→ **PROBLEM STATEMENT**
Copy out the entries word for word, leaving images aside.

→ **Stored records**
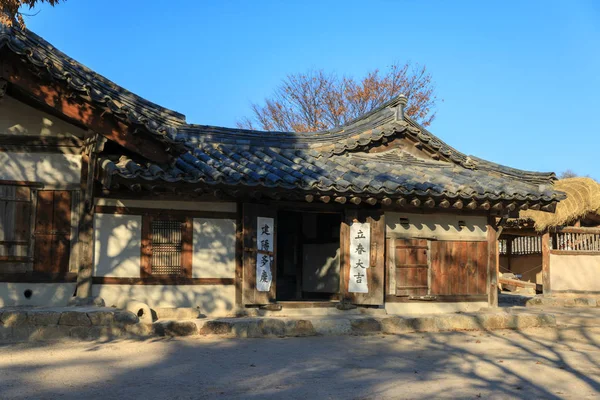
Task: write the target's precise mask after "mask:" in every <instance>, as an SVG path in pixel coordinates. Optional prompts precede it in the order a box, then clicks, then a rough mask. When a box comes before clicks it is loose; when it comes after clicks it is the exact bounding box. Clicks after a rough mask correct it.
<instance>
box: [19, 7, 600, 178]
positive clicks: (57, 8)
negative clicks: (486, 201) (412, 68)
mask: <svg viewBox="0 0 600 400" xmlns="http://www.w3.org/2000/svg"><path fill="white" fill-rule="evenodd" d="M39 10H40V12H39V14H37V15H36V16H35V17H31V18H28V19H27V24H28V27H29V28H30V29H31V30H33V31H35V32H36V33H38V34H39V35H41V36H42V37H44V38H45V39H46V40H48V41H50V42H51V43H52V44H53V45H55V46H56V47H57V48H59V49H61V50H62V51H64V52H65V53H67V54H68V55H70V56H71V57H73V58H75V59H77V60H78V61H80V62H82V63H83V64H85V65H87V66H88V67H90V68H92V69H94V70H96V71H97V72H99V73H101V74H103V75H105V76H106V77H108V78H109V79H111V80H113V81H115V82H116V83H118V84H119V85H121V86H124V87H125V88H127V89H129V90H131V91H133V92H134V93H137V94H139V95H140V96H143V97H145V98H147V99H149V100H151V101H154V102H156V103H158V104H160V105H162V106H165V107H168V108H171V109H174V110H177V111H179V112H182V113H183V114H185V115H186V116H187V120H188V122H191V123H199V124H209V125H219V126H235V123H236V121H237V120H238V119H239V118H241V117H244V116H248V115H250V103H251V102H260V101H261V100H262V99H264V98H265V97H266V96H268V95H269V94H270V93H271V92H272V90H273V88H274V87H275V86H276V85H277V84H278V83H279V82H280V81H281V80H282V79H283V78H284V77H285V76H286V75H287V74H290V73H296V72H305V71H306V70H308V69H311V68H323V69H325V70H328V71H333V72H336V73H338V74H340V75H351V76H356V77H360V76H362V75H363V74H364V73H365V72H366V71H368V70H371V69H374V68H382V69H383V68H386V67H387V66H389V65H390V64H392V63H393V62H396V61H400V62H404V61H412V62H415V63H420V64H424V65H426V66H427V68H428V69H429V71H430V72H431V74H432V75H433V78H434V80H435V82H436V87H437V93H438V96H439V97H441V98H443V99H444V101H443V102H441V103H440V104H439V106H438V109H437V119H436V120H435V121H434V123H433V124H432V125H431V127H430V130H431V131H432V132H433V133H434V134H436V135H438V136H439V137H440V138H442V139H443V140H445V141H446V142H448V143H449V144H450V145H452V146H453V147H455V148H457V149H458V150H460V151H462V152H464V153H467V154H473V155H475V156H477V157H481V158H485V159H488V160H491V161H495V162H499V163H502V164H506V165H509V166H512V167H515V168H522V169H528V170H538V171H555V172H561V171H564V170H566V169H572V170H574V171H575V172H577V173H579V174H582V175H590V176H592V177H593V178H596V179H600V161H599V159H600V101H599V97H600V2H599V1H594V0H589V1H548V0H546V1H533V0H529V1H452V2H450V1H429V2H426V1H416V0H415V1H401V0H395V1H394V0H371V1H366V0H365V1H349V0H345V1H326V0H321V1H309V0H304V1H293V0H286V1H284V0H280V1H256V0H255V1H212V2H207V1H193V0H171V1H154V0H144V1H142V0H127V1H123V0H68V1H67V2H66V3H64V4H60V5H59V6H57V7H55V8H47V7H41V8H40V9H39Z"/></svg>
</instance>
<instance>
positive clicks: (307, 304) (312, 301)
mask: <svg viewBox="0 0 600 400" xmlns="http://www.w3.org/2000/svg"><path fill="white" fill-rule="evenodd" d="M275 304H279V305H280V306H281V307H282V308H287V309H290V308H334V307H335V306H336V305H337V304H339V301H338V300H330V301H326V300H325V301H323V300H317V301H308V300H300V301H293V300H291V301H277V302H276V303H275Z"/></svg>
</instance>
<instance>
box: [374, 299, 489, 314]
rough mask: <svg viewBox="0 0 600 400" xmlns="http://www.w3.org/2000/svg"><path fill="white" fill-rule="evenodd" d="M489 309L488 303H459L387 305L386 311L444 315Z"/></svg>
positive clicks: (432, 303)
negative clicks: (454, 313) (447, 314)
mask: <svg viewBox="0 0 600 400" xmlns="http://www.w3.org/2000/svg"><path fill="white" fill-rule="evenodd" d="M484 307H489V305H488V303H487V302H486V301H473V302H459V303H435V302H431V303H429V302H423V303H385V311H386V312H387V313H388V314H396V315H412V314H421V315H422V314H443V313H455V312H473V311H479V310H480V309H482V308H484Z"/></svg>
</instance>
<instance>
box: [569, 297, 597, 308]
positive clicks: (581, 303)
mask: <svg viewBox="0 0 600 400" xmlns="http://www.w3.org/2000/svg"><path fill="white" fill-rule="evenodd" d="M573 306H574V307H597V306H598V301H597V300H596V299H595V298H593V297H576V298H574V299H573Z"/></svg>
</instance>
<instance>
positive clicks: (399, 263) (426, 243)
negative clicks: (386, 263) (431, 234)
mask: <svg viewBox="0 0 600 400" xmlns="http://www.w3.org/2000/svg"><path fill="white" fill-rule="evenodd" d="M392 251H394V264H395V265H394V267H395V268H394V274H395V282H396V290H395V294H396V296H408V297H411V296H426V295H428V294H429V283H428V282H429V259H428V245H427V240H426V239H395V240H394V244H393V246H392Z"/></svg>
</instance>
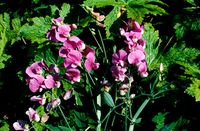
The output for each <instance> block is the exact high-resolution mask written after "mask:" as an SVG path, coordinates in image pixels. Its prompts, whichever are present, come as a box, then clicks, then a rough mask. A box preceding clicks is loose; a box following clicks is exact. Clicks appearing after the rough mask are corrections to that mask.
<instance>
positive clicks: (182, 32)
mask: <svg viewBox="0 0 200 131" xmlns="http://www.w3.org/2000/svg"><path fill="white" fill-rule="evenodd" d="M174 29H175V30H176V31H175V33H176V37H177V38H178V39H181V38H183V36H184V35H185V31H186V28H185V27H184V26H182V25H181V24H180V23H176V25H175V26H174Z"/></svg>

→ **ANSWER BOX**
Task: write the target's precise mask after "mask:" in every <instance>, as an SVG path in pixel coordinates. Optional prompts precede it in the order a box, then clicks, then a rough mask. When a box comes before clicks it is loose; when it comes after clicks it is the exact bounding box. Clicks after a rough mask correct it.
<instance>
box: [19, 7, 600, 178]
positive clicks: (57, 8)
negative clicks: (486, 201) (412, 68)
mask: <svg viewBox="0 0 600 400" xmlns="http://www.w3.org/2000/svg"><path fill="white" fill-rule="evenodd" d="M39 10H40V12H39V14H37V15H36V16H35V17H31V18H28V19H27V24H28V27H29V28H30V29H31V30H33V31H35V32H36V33H38V34H39V35H41V36H42V37H44V38H45V39H46V40H48V41H50V42H51V43H52V44H53V45H55V46H56V47H57V48H59V49H61V50H62V51H64V52H65V53H67V54H68V55H70V56H71V57H73V58H75V59H77V60H78V61H80V62H82V63H83V64H85V65H87V66H88V67H90V68H92V69H94V70H96V71H97V72H99V73H101V74H103V75H105V76H106V77H108V78H109V79H111V80H113V81H115V82H116V83H118V84H119V85H121V86H124V87H125V88H127V89H129V90H131V91H133V92H134V93H137V94H139V95H140V96H143V97H145V98H147V99H149V100H151V101H154V102H156V103H158V104H160V105H162V106H165V107H168V108H171V109H174V110H177V111H179V112H182V113H183V114H185V115H186V116H187V120H188V122H191V123H199V124H209V125H219V126H235V123H236V121H237V120H238V119H239V118H241V117H244V116H248V115H250V103H251V102H260V101H261V100H262V99H264V98H265V97H266V96H268V95H269V94H270V93H271V92H272V90H273V88H274V87H275V86H276V85H277V84H278V83H279V82H280V81H281V80H282V79H283V78H284V77H285V76H286V75H287V74H290V73H296V72H305V71H306V70H308V69H311V68H323V69H325V70H328V71H333V72H336V73H338V74H340V75H351V76H356V77H360V76H362V75H363V74H364V73H365V72H366V71H368V70H371V69H374V68H382V69H383V68H386V67H387V66H389V65H390V64H392V63H393V62H396V61H400V62H404V61H412V62H415V63H420V64H424V65H426V66H427V68H428V69H429V71H430V72H431V74H432V75H433V78H434V80H435V82H436V87H437V93H438V96H439V97H441V98H443V99H444V101H443V102H441V103H440V104H439V106H438V109H437V119H436V120H435V121H434V123H433V124H432V125H431V127H430V130H431V131H432V132H433V133H434V134H436V135H438V136H439V137H440V138H442V139H443V140H445V141H446V142H448V143H449V144H450V145H452V146H453V147H455V148H457V149H458V150H460V151H462V152H464V153H467V154H473V155H475V156H477V157H481V158H485V159H488V160H491V161H495V162H499V163H502V164H506V165H509V166H512V167H515V168H522V169H528V170H538V171H555V172H561V171H564V170H566V169H572V170H574V171H575V172H577V173H579V174H582V175H590V176H592V177H593V178H596V179H600V161H599V159H600V101H599V97H600V2H599V1H594V0H589V1H548V0H546V1H533V0H529V1H452V2H450V1H429V2H426V1H416V0H415V1H401V0H395V1H394V0H371V1H366V0H365V1H349V0H345V1H326V0H321V1H309V0H304V1H293V0H286V1H284V0H280V1H256V0H255V1H212V2H207V1H193V0H171V1H154V0H144V1H142V0H127V1H123V0H68V1H67V2H66V3H64V4H60V5H59V6H57V7H55V8H47V7H41V8H40V9H39Z"/></svg>
</instance>
<instance>
positive clicks: (307, 304) (312, 301)
mask: <svg viewBox="0 0 600 400" xmlns="http://www.w3.org/2000/svg"><path fill="white" fill-rule="evenodd" d="M275 304H279V305H280V306H281V307H282V308H287V309H290V308H334V307H335V306H336V305H337V304H339V301H338V300H330V301H326V300H325V301H323V300H317V301H308V300H300V301H293V300H291V301H277V302H276V303H275Z"/></svg>
</instance>
<instance>
box: [374, 299, 489, 314]
rough mask: <svg viewBox="0 0 600 400" xmlns="http://www.w3.org/2000/svg"><path fill="white" fill-rule="evenodd" d="M489 309L488 303H459L387 305L386 311L444 315Z"/></svg>
positive clicks: (432, 303)
negative clicks: (454, 313) (447, 314)
mask: <svg viewBox="0 0 600 400" xmlns="http://www.w3.org/2000/svg"><path fill="white" fill-rule="evenodd" d="M484 307H489V305H488V303H487V302H486V301H473V302H459V303H435V302H431V303H429V302H423V303H385V311H386V312H387V313H388V314H396V315H412V314H421V315H422V314H443V313H455V312H473V311H479V310H480V309H482V308H484Z"/></svg>
</instance>
<instance>
box: [569, 297, 597, 308]
positive clicks: (581, 303)
mask: <svg viewBox="0 0 600 400" xmlns="http://www.w3.org/2000/svg"><path fill="white" fill-rule="evenodd" d="M573 306H574V307H597V306H598V301H597V300H596V299H595V298H593V297H576V298H574V299H573Z"/></svg>
</instance>
<instance>
positive clicks: (399, 263) (426, 243)
negative clicks: (386, 263) (431, 234)
mask: <svg viewBox="0 0 600 400" xmlns="http://www.w3.org/2000/svg"><path fill="white" fill-rule="evenodd" d="M392 251H394V264H395V265H394V267H395V268H394V274H395V282H396V290H395V294H396V296H408V297H411V296H426V295H428V294H429V283H428V282H429V259H428V245H427V240H426V239H395V240H394V244H393V246H392Z"/></svg>
</instance>
The output for each <instance> block is the exact high-resolution mask written after "mask:" as an SVG path, coordinates in image pixels. Its prompts, whichever are present, come as a box, then clicks, then a rough mask. A box preceding clicks is loose; a box following clicks is exact. Clicks appearing after the rough mask are corrections to that mask.
<instance>
positive clicks: (182, 32)
mask: <svg viewBox="0 0 200 131" xmlns="http://www.w3.org/2000/svg"><path fill="white" fill-rule="evenodd" d="M174 29H175V30H176V31H175V33H176V37H177V38H178V39H181V38H183V36H184V35H185V31H186V28H185V27H184V26H182V25H181V24H180V23H176V25H175V26H174Z"/></svg>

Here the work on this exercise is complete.